INSTRUCTIONS TO FOLLOW:
Lines holding the word "hedge" are the ones to copy from the data below.

SOURCE INFORMATION:
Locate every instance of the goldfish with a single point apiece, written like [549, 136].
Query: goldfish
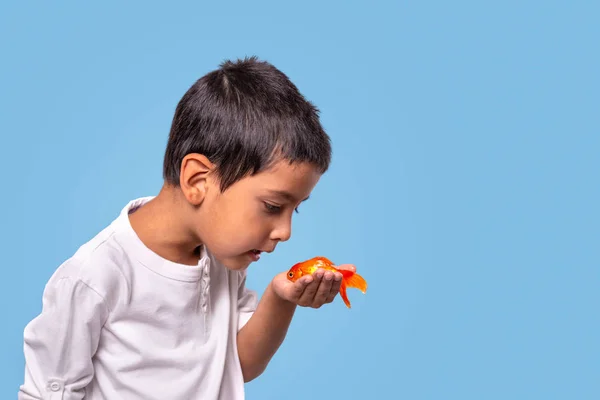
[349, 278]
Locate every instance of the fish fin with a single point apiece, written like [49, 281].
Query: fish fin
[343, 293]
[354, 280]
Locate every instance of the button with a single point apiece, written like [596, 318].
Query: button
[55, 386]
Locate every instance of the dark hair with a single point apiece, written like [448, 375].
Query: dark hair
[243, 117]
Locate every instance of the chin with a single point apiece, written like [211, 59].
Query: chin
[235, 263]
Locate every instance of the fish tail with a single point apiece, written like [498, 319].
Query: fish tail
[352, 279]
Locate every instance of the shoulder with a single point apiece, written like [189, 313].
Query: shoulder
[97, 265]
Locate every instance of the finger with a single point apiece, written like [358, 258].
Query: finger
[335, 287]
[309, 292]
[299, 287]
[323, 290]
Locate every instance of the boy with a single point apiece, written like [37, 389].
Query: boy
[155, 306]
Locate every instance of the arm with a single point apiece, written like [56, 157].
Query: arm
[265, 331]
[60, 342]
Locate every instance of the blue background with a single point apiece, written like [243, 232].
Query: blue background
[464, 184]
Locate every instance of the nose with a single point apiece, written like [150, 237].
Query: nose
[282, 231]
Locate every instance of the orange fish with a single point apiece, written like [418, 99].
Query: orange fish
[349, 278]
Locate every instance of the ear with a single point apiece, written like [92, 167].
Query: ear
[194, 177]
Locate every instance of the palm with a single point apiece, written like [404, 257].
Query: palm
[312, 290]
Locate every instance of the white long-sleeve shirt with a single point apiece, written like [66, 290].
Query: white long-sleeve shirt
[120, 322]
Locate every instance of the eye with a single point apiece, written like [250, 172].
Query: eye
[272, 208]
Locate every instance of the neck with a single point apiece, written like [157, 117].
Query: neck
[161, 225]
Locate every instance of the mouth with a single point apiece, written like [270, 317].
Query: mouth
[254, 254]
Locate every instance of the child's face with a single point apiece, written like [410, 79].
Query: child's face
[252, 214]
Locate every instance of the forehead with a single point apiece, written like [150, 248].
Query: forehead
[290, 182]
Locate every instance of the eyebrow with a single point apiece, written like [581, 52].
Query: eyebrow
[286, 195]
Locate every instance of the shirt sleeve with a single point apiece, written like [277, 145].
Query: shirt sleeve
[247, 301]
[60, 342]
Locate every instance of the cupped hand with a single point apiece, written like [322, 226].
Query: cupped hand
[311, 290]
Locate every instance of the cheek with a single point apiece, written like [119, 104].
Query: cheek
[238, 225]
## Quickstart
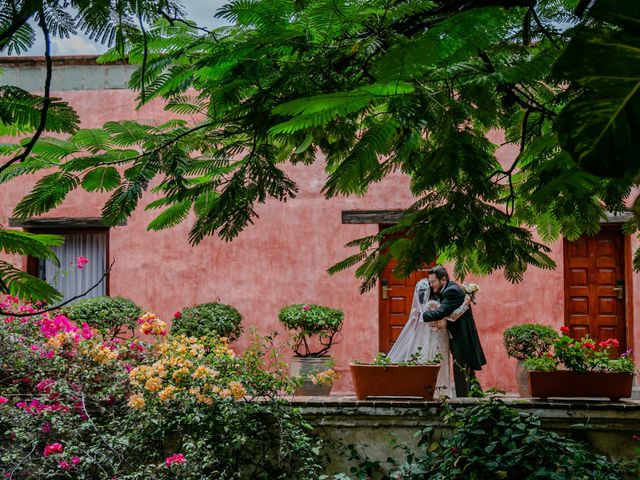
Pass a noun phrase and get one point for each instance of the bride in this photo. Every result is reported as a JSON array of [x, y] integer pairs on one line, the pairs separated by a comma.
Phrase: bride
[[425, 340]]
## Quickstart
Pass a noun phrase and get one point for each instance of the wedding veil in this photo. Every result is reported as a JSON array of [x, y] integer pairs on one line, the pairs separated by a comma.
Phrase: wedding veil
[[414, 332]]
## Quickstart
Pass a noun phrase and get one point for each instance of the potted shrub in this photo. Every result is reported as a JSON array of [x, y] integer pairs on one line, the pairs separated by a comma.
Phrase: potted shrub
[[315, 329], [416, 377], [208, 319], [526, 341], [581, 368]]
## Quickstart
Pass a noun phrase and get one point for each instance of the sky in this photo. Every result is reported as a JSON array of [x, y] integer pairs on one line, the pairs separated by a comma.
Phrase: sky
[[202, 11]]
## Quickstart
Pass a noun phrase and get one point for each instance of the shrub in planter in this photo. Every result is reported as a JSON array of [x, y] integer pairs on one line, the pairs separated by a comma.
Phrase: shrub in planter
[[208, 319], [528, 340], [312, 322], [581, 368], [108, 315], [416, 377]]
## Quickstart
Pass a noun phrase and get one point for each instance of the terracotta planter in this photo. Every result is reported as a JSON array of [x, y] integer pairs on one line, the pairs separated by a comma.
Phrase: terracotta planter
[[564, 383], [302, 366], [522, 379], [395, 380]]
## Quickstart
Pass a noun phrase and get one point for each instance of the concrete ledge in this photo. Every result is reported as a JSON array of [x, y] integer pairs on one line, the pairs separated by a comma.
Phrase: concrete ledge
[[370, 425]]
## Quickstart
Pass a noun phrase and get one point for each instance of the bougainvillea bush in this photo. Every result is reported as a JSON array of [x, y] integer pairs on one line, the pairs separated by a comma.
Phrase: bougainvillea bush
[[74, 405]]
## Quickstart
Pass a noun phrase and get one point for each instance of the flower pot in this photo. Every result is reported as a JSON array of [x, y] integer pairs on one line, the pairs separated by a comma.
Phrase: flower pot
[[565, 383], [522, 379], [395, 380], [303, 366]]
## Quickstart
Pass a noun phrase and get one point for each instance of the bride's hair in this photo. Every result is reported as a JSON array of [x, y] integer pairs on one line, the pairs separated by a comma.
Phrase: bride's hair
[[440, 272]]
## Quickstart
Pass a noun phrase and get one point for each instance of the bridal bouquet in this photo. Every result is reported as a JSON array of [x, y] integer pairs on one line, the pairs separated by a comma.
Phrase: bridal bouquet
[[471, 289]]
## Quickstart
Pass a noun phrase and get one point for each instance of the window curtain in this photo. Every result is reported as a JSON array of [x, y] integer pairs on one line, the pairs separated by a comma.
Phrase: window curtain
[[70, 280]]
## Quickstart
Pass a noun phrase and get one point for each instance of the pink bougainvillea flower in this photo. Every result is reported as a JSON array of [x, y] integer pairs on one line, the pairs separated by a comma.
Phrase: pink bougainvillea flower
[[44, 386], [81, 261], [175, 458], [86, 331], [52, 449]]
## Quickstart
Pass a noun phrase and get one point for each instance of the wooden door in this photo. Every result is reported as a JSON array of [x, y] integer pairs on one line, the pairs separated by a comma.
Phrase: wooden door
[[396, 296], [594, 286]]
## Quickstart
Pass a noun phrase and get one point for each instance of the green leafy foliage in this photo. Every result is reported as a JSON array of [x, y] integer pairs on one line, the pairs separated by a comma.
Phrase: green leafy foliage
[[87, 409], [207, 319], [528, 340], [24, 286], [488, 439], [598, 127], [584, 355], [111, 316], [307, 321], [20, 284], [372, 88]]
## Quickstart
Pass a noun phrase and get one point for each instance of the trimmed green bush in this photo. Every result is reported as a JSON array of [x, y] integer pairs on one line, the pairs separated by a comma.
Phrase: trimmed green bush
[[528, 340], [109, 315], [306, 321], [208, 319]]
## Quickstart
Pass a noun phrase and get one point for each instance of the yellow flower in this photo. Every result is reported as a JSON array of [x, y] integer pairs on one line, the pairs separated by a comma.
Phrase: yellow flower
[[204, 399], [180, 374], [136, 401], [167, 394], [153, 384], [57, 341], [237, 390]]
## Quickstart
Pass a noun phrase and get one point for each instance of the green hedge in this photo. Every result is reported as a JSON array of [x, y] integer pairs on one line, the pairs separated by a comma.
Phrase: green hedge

TASK OUTPUT:
Pass a noun phrase and get one point for each instance of the green hedge in this photo. Every result is reported as a JSON array of [x, y] integer pairs on one line, the pairs separated by a comma.
Phrase: green hedge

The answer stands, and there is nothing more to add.